JOB ITEM - Reproduce every line of the records below verbatim, omitting the pictures.

LISTED ENTRIES -
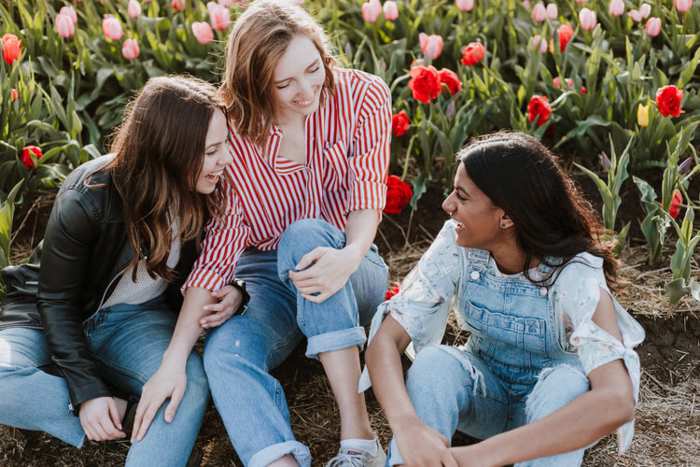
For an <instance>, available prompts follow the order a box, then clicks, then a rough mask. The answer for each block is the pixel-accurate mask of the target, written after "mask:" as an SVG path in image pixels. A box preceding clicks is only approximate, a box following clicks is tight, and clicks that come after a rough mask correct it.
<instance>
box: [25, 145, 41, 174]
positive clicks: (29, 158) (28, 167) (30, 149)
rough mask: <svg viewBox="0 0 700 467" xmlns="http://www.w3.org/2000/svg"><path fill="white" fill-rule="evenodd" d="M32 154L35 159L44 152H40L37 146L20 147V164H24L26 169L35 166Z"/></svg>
mask: <svg viewBox="0 0 700 467" xmlns="http://www.w3.org/2000/svg"><path fill="white" fill-rule="evenodd" d="M32 155H34V157H35V158H36V159H41V158H42V157H44V153H43V152H41V149H40V148H39V147H37V146H27V147H25V148H24V149H22V165H24V166H25V167H26V168H27V170H32V169H34V168H35V167H36V164H35V162H34V160H33V159H32Z"/></svg>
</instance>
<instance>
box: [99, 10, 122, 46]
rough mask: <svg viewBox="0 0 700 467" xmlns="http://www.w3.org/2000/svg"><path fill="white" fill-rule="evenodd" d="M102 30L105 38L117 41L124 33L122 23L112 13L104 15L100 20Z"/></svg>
mask: <svg viewBox="0 0 700 467" xmlns="http://www.w3.org/2000/svg"><path fill="white" fill-rule="evenodd" d="M102 32H103V33H104V34H105V37H106V38H107V39H111V40H113V41H118V40H119V39H121V38H122V36H123V35H124V31H122V24H121V23H120V22H119V20H118V19H117V18H115V17H114V16H112V15H105V18H104V19H103V20H102Z"/></svg>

RESPONSE FOR THIS EXERCISE -
For an <instance>, available prompts follow the order a box, then clicks, then a rough mask. The answer for each block is the pixel-accurate mask of the target, written after "mask:" as an SVG path in image pixels. A box preceding clicks is only approximate, a box following clicks is tight, and clicks that come after a rough mask correct it.
<instance>
box: [25, 145, 41, 174]
positive clicks: (29, 158) (28, 167) (30, 149)
rough mask: <svg viewBox="0 0 700 467" xmlns="http://www.w3.org/2000/svg"><path fill="white" fill-rule="evenodd" d="M32 154L35 159L44 152H40L37 146L20 147V164H24L26 169L35 166Z"/></svg>
mask: <svg viewBox="0 0 700 467" xmlns="http://www.w3.org/2000/svg"><path fill="white" fill-rule="evenodd" d="M32 155H34V157H35V158H36V159H41V158H42V157H44V153H43V152H41V149H40V148H39V147H37V146H27V147H25V148H24V149H22V165H24V166H25V167H26V168H27V170H32V169H34V168H35V167H36V164H35V162H34V160H33V159H32Z"/></svg>
</instance>
<instance>
box: [99, 10, 122, 46]
rough mask: <svg viewBox="0 0 700 467" xmlns="http://www.w3.org/2000/svg"><path fill="white" fill-rule="evenodd" d="M102 30L105 38L117 41L124 33L122 23L112 13L104 15L100 20Z"/></svg>
mask: <svg viewBox="0 0 700 467" xmlns="http://www.w3.org/2000/svg"><path fill="white" fill-rule="evenodd" d="M102 32H103V33H104V34H105V37H106V38H107V39H111V40H113V41H118V40H119V39H121V38H122V36H123V35H124V31H122V24H121V23H120V22H119V20H118V19H117V18H115V17H114V16H112V15H105V18H104V19H103V20H102Z"/></svg>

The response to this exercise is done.